──────── Data extract ────────

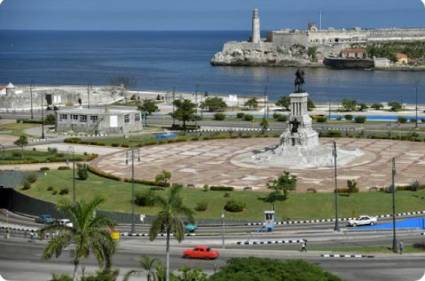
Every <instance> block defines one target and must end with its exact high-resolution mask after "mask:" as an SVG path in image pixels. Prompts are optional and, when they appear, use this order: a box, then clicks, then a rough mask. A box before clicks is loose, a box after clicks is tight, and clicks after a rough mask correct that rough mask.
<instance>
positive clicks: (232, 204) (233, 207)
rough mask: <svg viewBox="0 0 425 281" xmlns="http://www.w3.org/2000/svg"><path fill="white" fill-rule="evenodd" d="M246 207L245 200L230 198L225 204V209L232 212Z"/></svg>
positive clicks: (237, 210)
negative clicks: (228, 200) (236, 199)
mask: <svg viewBox="0 0 425 281" xmlns="http://www.w3.org/2000/svg"><path fill="white" fill-rule="evenodd" d="M244 209H245V202H242V201H237V200H234V199H232V200H229V201H227V202H226V204H225V205H224V210H226V211H228V212H231V213H238V212H242V211H243V210H244Z"/></svg>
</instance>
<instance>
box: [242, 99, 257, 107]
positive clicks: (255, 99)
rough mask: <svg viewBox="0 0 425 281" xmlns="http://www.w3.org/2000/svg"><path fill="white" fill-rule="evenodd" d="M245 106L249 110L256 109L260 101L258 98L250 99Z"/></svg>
mask: <svg viewBox="0 0 425 281" xmlns="http://www.w3.org/2000/svg"><path fill="white" fill-rule="evenodd" d="M245 106H247V107H248V108H252V109H256V108H257V107H258V101H257V98H256V97H253V98H250V99H249V100H247V101H246V102H245Z"/></svg>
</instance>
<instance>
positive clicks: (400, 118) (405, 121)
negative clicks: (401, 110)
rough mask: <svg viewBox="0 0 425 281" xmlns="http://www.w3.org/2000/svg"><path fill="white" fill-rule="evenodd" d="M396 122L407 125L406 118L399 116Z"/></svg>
mask: <svg viewBox="0 0 425 281" xmlns="http://www.w3.org/2000/svg"><path fill="white" fill-rule="evenodd" d="M397 120H398V122H400V123H401V124H404V123H407V118H406V117H403V116H399V117H398V118H397Z"/></svg>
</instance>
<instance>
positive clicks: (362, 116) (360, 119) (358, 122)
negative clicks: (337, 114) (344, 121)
mask: <svg viewBox="0 0 425 281" xmlns="http://www.w3.org/2000/svg"><path fill="white" fill-rule="evenodd" d="M354 122H356V123H358V124H363V123H365V122H366V116H356V117H355V118H354Z"/></svg>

────────

When you retype the listing above, keep each line exactly as written and drop the pictures.

# Response area
Every <instance> block defines one target and must end with its exact high-resolution mask after "mask:" as an SVG path in image pixels. Prompts are optional and, when they appear, use this order: a box, then clicks, then a rough mask. A box before clicks is loose, a box after clicks is tight, and clicks after a rough mask correct that rough mask.
<instance>
positive clicks: (232, 204) (233, 207)
rough mask: <svg viewBox="0 0 425 281" xmlns="http://www.w3.org/2000/svg"><path fill="white" fill-rule="evenodd" d="M246 207L245 200L230 198L225 204V209L232 212Z"/></svg>
positive clicks: (237, 210)
negative clicks: (228, 200) (236, 199)
mask: <svg viewBox="0 0 425 281" xmlns="http://www.w3.org/2000/svg"><path fill="white" fill-rule="evenodd" d="M244 209H245V202H242V201H237V200H234V199H232V200H229V201H227V202H226V204H225V205H224V210H226V211H228V212H231V213H238V212H242V211H243V210H244Z"/></svg>
</instance>
<instance>
box: [242, 99, 257, 107]
positive clicks: (255, 99)
rough mask: <svg viewBox="0 0 425 281" xmlns="http://www.w3.org/2000/svg"><path fill="white" fill-rule="evenodd" d="M245 106L249 110L256 109L260 101L258 98L250 99Z"/></svg>
mask: <svg viewBox="0 0 425 281" xmlns="http://www.w3.org/2000/svg"><path fill="white" fill-rule="evenodd" d="M245 106H247V107H248V108H252V109H256V108H257V107H258V101H257V98H256V97H253V98H250V99H249V100H247V101H246V102H245Z"/></svg>
</instance>
<instance>
positive clicks: (400, 118) (405, 121)
negative clicks: (401, 110)
rough mask: <svg viewBox="0 0 425 281" xmlns="http://www.w3.org/2000/svg"><path fill="white" fill-rule="evenodd" d="M396 122L407 125L406 118L399 116Z"/></svg>
mask: <svg viewBox="0 0 425 281" xmlns="http://www.w3.org/2000/svg"><path fill="white" fill-rule="evenodd" d="M397 120H398V122H400V123H401V124H404V123H407V118H406V117H403V116H399V117H398V118H397Z"/></svg>
</instance>
<instance>
positive clicks: (362, 116) (360, 119) (358, 122)
negative clicks: (337, 114) (344, 121)
mask: <svg viewBox="0 0 425 281" xmlns="http://www.w3.org/2000/svg"><path fill="white" fill-rule="evenodd" d="M354 122H356V123H358V124H363V123H365V122H366V116H356V117H355V118H354Z"/></svg>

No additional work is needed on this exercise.